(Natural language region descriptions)
* * * * * * * * *

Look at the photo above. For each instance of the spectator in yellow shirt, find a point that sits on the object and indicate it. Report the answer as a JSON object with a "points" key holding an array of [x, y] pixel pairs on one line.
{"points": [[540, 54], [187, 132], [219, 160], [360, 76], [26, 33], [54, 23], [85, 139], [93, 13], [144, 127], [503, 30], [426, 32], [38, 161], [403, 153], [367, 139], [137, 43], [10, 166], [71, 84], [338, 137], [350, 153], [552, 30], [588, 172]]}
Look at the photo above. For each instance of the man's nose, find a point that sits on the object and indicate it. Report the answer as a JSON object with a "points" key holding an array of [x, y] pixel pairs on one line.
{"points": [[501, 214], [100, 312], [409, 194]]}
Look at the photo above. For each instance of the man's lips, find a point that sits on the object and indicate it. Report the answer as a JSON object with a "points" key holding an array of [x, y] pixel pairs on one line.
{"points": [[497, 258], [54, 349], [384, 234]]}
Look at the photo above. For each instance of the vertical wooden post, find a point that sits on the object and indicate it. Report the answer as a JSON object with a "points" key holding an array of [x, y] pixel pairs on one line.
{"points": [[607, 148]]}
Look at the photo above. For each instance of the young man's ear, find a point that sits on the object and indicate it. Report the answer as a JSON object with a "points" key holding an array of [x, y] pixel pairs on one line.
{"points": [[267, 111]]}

* * * * * * * * *

Repeat the data in its entirety, character for character.

Look at the photo above. For each instance of the spectator in yellow shirt, find a point that sits on the object and indicate it. Report the answer as a JSON object with a "points" key holding an array of [x, y] pixel pairs on one line.
{"points": [[540, 54], [187, 132], [219, 160], [360, 76], [26, 33], [54, 23], [85, 139], [93, 13], [144, 127], [503, 30], [426, 32], [38, 161], [403, 153], [367, 139], [137, 43], [10, 166], [71, 84], [338, 137], [350, 153], [552, 30], [588, 172]]}
Look at the photo above. For each instance of the man's nose, find a point that sits on the object and indicate it. Report the answer as a JSON object with a "points" key holding an array of [x, y] pixel pairs on one line.
{"points": [[501, 214], [100, 312], [409, 194]]}
Look at the photo above. For each instance of the man's lips, find a point that sits on the object and indicate it. Report the answer as a JSON object with a "points" key holding an array of [x, y] pixel pairs on one line.
{"points": [[497, 258], [54, 349], [384, 234]]}
Look at the photo above. For each instance of the vertical wooden post, find a point that sits on the object and indicate it. Report the answer as a JSON object with a "points" key holding an array of [x, y] pixel pairs on one line.
{"points": [[607, 148]]}
Look at the photo above. For each instance of the young man's ear, find a point that sits on the object and indicate it. Report the answer as a JSON object with a "points" key holding an array of [x, y] pixel pairs on one line.
{"points": [[267, 111]]}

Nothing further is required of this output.